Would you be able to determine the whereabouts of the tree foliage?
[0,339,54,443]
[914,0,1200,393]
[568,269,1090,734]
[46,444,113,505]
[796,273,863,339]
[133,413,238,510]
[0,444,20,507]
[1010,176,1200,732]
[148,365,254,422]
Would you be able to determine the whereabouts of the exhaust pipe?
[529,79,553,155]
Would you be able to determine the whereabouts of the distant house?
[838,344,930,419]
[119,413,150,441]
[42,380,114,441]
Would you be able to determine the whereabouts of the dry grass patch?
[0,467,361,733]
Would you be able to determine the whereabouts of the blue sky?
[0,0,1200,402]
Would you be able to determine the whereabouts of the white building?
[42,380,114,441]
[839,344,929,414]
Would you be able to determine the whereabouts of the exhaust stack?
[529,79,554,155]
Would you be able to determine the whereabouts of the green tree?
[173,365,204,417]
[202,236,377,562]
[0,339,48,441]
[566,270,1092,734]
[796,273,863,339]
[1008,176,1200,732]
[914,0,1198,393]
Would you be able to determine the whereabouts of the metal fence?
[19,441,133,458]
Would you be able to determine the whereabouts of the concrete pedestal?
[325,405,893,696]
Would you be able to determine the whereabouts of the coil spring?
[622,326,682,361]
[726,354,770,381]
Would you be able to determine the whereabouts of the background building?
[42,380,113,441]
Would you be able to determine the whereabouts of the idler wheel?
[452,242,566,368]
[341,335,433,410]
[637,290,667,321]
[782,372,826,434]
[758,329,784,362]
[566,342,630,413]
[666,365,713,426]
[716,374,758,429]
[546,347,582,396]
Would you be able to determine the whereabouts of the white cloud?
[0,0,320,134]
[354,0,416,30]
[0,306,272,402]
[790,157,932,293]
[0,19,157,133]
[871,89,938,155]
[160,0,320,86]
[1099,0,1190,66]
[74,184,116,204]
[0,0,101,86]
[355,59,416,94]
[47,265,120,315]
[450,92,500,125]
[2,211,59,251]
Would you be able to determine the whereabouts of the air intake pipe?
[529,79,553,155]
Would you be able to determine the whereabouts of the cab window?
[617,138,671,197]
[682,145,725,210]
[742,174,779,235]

=====

== WHAT YOU ARE ASKED TO DO ==
Write out every one of the records above word for word, with no changes.

== OUTPUT OF THE TASK ==
Would you be able to determine the whereabouts of the tree foliage?
[0,339,54,443]
[914,0,1200,393]
[568,269,1090,734]
[46,444,113,505]
[796,273,863,339]
[133,413,238,510]
[0,444,20,507]
[1010,176,1200,732]
[148,365,254,422]
Would you be able to determine the whereabouts of the exhaust pipe?
[529,79,553,155]
Would you be able to determine the whereabouts of the distant house?
[838,344,930,419]
[119,413,150,441]
[42,380,114,441]
Would you be able to determine the whereabouts of the dry grass patch?
[0,467,361,733]
Would you be able to determine the whereabouts of the blue sky?
[0,0,1200,402]
Would you be able to determine the whereabouts of the white building?
[42,380,114,441]
[839,344,929,414]
Would you be able to determine the whereabouts of the exhaust stack?
[529,79,554,155]
Would you be able to determine the whereabouts of the green tree?
[173,365,204,417]
[202,236,377,562]
[0,339,48,441]
[566,270,1092,734]
[796,273,863,339]
[1008,176,1200,732]
[914,0,1198,393]
Would you be able to determine the whereabouts of the metal fence?
[19,441,133,458]
Would you be able to determine the whereabouts of the concrete pedestal?
[325,405,893,696]
Would you be able to determine the whereabouts of the coil spring?
[622,326,682,361]
[726,354,770,381]
Would you be able to determine the whereabouts of the background building?
[42,380,113,441]
Would you be able to determine the whereabouts of the idler wheel?
[452,242,566,368]
[341,335,433,410]
[637,290,667,321]
[782,372,826,434]
[758,329,784,362]
[566,342,630,413]
[666,365,713,426]
[716,374,758,429]
[546,347,582,396]
Would you be able to determine the whereabouts of the white cloud?
[0,0,320,134]
[354,0,416,30]
[0,306,272,402]
[790,157,932,293]
[0,19,157,133]
[871,89,938,155]
[160,0,320,86]
[1099,0,1190,66]
[74,184,116,204]
[0,0,101,86]
[355,59,416,94]
[47,265,120,315]
[450,92,500,125]
[2,211,59,251]
Would you be able to determine the whereabouts of the air intake pipe?
[529,79,553,155]
Would you be able to determine the whereabouts of the cab window?
[617,138,671,197]
[682,145,725,210]
[742,174,779,235]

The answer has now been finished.